→ **SET TASK A**
Pick out every line of the records below that contains the string "rope", and copy each one in full.

→ **DOCUMENT PASSAGE**
==============================
# School board



## Cat (Dec 2, 2004)

Opening night at LVHS is a wonderful mess of nervous actors and fast acting techs (who have learned how control everything that can poss go wrong....) Well... Chinese Wall through ALL of us for a loop. We have a pipe which hangs above the house holding only 6 lamps. But these six lamps are the only ones which give any front light due to an after thought extention on our main stage after the school was built. Our first full cue went well and at the second cue, a fade to a soft spot also went well. The third though (about 5 min into the show) didnt work. 2 out of the six lamps on our house pipe went out and no matter what we tried would not come back on. The actors were told to just try and work in the light that they had as we couldnt do anything since our house pipe was almost 40 feet above the ground. After that show we checked and replaced all bulbs, cleaned and fixed everything we could. Finnaly they worked again.... Second night opens first two cues go perfectly. Third then blows 4 lamps. Turns out that our board and dimmers were all kinds of screwed up and miswired and every fade we did blew more of our main box each time. After that nightmare we some how convinced our school board to replace everything and get things up to code before we burned down the school... It was a trip I will never forget... atleast we figured out how to get the school board to get us what we need.
==============================
→ **SOURCE DATA**
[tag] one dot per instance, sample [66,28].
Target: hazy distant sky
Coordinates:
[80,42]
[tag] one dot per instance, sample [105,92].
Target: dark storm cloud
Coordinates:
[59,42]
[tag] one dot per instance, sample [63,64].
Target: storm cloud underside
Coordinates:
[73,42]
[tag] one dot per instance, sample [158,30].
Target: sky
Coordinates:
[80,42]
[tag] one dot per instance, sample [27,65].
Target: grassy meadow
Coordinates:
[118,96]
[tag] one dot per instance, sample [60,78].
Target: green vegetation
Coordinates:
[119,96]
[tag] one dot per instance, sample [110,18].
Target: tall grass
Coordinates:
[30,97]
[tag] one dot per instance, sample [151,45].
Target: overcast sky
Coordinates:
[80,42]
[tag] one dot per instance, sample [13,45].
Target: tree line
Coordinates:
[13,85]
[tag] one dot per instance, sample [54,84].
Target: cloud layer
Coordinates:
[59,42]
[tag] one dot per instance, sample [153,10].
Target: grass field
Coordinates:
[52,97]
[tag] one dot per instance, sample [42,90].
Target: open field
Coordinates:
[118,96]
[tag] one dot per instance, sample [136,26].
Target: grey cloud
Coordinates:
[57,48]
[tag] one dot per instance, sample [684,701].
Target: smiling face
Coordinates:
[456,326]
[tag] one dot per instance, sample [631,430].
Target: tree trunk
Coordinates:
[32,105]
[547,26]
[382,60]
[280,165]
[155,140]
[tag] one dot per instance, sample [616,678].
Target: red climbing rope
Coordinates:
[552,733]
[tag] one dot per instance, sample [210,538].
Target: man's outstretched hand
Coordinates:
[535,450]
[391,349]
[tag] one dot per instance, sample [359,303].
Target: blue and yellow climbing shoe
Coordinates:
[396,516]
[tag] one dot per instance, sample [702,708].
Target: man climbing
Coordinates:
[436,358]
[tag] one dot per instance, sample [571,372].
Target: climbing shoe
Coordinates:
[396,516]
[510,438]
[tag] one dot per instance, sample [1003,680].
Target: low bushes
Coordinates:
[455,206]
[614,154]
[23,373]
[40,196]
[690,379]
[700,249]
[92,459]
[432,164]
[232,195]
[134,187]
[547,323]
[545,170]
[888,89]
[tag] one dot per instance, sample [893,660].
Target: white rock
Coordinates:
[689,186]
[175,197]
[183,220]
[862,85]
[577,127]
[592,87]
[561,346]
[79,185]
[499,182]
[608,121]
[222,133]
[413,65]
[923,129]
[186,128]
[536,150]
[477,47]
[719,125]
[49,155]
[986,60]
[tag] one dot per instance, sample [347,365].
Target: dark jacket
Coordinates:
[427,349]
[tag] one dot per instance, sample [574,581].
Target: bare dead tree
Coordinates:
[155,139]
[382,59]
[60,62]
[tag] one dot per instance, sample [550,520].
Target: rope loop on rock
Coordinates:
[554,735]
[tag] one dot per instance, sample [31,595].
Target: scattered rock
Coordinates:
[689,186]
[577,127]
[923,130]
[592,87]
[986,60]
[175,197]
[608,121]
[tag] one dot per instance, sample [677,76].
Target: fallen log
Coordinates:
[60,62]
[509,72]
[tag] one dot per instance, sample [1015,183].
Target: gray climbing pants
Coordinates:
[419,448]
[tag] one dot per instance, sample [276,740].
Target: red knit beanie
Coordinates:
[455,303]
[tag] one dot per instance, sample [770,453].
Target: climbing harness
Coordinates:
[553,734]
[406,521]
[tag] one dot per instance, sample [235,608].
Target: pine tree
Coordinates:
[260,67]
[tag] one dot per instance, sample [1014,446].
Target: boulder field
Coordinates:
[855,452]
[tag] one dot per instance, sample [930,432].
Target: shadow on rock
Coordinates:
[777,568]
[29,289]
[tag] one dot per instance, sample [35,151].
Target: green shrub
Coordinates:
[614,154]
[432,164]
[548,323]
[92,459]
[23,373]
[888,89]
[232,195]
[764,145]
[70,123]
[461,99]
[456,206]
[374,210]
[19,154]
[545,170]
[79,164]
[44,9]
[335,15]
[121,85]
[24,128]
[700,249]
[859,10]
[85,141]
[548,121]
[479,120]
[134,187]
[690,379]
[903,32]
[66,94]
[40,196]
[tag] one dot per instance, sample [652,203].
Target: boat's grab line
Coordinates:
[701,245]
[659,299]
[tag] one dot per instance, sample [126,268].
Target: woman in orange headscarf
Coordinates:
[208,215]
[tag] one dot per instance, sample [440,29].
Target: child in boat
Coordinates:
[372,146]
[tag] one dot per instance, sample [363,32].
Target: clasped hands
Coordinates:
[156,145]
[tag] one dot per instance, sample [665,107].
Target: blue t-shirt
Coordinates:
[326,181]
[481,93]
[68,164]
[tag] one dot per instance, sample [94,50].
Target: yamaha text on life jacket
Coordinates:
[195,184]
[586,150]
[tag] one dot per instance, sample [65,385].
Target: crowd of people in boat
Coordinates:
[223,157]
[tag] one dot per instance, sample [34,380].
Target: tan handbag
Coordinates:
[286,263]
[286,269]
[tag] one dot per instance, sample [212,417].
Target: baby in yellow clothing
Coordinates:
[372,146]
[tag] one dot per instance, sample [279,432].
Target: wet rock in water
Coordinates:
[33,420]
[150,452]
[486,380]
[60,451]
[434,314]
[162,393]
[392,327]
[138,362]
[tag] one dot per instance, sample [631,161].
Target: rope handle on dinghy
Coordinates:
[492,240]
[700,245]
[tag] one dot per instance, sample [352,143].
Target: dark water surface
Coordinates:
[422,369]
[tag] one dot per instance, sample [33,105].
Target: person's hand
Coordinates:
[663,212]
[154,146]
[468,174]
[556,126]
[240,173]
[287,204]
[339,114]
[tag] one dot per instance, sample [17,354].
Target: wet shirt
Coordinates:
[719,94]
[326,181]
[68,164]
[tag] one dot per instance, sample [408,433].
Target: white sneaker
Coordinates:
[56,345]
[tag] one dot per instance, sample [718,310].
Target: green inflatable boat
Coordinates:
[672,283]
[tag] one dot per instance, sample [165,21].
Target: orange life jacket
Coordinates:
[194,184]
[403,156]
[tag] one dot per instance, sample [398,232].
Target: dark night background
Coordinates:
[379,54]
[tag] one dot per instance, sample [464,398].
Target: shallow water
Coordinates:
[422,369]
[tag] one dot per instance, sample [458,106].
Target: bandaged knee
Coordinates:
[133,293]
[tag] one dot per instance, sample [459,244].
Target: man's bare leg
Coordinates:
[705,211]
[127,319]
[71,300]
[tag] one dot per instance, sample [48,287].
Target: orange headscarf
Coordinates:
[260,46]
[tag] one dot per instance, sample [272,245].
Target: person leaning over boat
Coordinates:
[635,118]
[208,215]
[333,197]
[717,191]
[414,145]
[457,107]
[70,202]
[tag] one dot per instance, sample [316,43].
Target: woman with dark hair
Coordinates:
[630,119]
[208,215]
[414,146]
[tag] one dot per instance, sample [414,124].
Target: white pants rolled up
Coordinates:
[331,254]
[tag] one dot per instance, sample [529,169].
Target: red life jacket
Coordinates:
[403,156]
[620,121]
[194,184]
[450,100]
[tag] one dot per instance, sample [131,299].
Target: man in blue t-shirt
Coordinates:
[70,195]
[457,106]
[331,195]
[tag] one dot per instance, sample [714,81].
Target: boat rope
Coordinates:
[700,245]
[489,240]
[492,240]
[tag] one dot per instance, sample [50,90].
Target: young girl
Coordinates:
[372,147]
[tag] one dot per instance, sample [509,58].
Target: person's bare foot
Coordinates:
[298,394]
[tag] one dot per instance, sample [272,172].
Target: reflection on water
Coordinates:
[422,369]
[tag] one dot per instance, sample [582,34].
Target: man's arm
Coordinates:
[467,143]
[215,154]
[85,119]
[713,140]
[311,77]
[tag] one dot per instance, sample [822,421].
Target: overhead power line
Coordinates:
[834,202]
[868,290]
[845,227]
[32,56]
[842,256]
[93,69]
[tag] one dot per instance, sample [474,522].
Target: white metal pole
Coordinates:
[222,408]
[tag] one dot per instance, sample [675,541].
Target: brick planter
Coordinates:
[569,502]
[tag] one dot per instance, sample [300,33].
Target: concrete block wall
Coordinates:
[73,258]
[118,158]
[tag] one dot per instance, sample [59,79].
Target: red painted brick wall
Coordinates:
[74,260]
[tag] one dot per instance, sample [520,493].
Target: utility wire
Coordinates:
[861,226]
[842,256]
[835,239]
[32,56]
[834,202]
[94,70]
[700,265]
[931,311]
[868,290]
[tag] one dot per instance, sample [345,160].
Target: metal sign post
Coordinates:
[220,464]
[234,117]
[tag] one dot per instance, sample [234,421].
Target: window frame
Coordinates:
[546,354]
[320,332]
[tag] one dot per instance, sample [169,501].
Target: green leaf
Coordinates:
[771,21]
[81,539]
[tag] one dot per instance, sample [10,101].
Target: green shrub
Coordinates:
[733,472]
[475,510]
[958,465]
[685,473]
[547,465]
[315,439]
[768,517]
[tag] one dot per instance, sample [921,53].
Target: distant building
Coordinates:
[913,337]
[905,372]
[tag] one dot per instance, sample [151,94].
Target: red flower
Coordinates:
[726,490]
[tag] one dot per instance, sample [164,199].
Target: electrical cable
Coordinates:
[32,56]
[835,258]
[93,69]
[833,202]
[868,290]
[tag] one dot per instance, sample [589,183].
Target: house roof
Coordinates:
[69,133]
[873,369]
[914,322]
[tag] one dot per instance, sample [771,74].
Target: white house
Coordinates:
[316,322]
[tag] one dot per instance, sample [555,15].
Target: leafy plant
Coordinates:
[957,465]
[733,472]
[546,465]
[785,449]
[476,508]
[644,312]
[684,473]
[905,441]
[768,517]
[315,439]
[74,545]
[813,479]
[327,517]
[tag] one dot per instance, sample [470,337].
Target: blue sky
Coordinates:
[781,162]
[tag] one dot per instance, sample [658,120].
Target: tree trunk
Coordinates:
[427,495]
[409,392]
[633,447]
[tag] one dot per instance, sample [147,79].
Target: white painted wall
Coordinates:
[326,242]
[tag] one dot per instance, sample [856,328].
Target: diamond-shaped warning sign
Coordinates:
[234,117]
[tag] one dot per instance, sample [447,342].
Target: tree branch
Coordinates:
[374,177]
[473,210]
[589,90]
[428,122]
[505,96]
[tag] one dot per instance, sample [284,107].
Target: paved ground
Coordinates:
==============================
→ **SET TASK B**
In the body of the forum post about the lighting failure, below its heading, find each quantity written with digits. List every one, along with what it counts or measures.

→ **WORKED SOLUTION A**
Target: red climbing rope
Target: rope loop on rock
Target: rope handle on dinghy
Target: boat rope

→ **WORKED SOLUTION B**
- 6: the lamps on the pipe above the house
- 5 min: how far into the show the third cue came
- 2: the lamps on the house pipe that went out at the third cue on the first night
- 40 feet: the height of the house pipe above the ground
- 4: the lamps blown by the third cue on the second night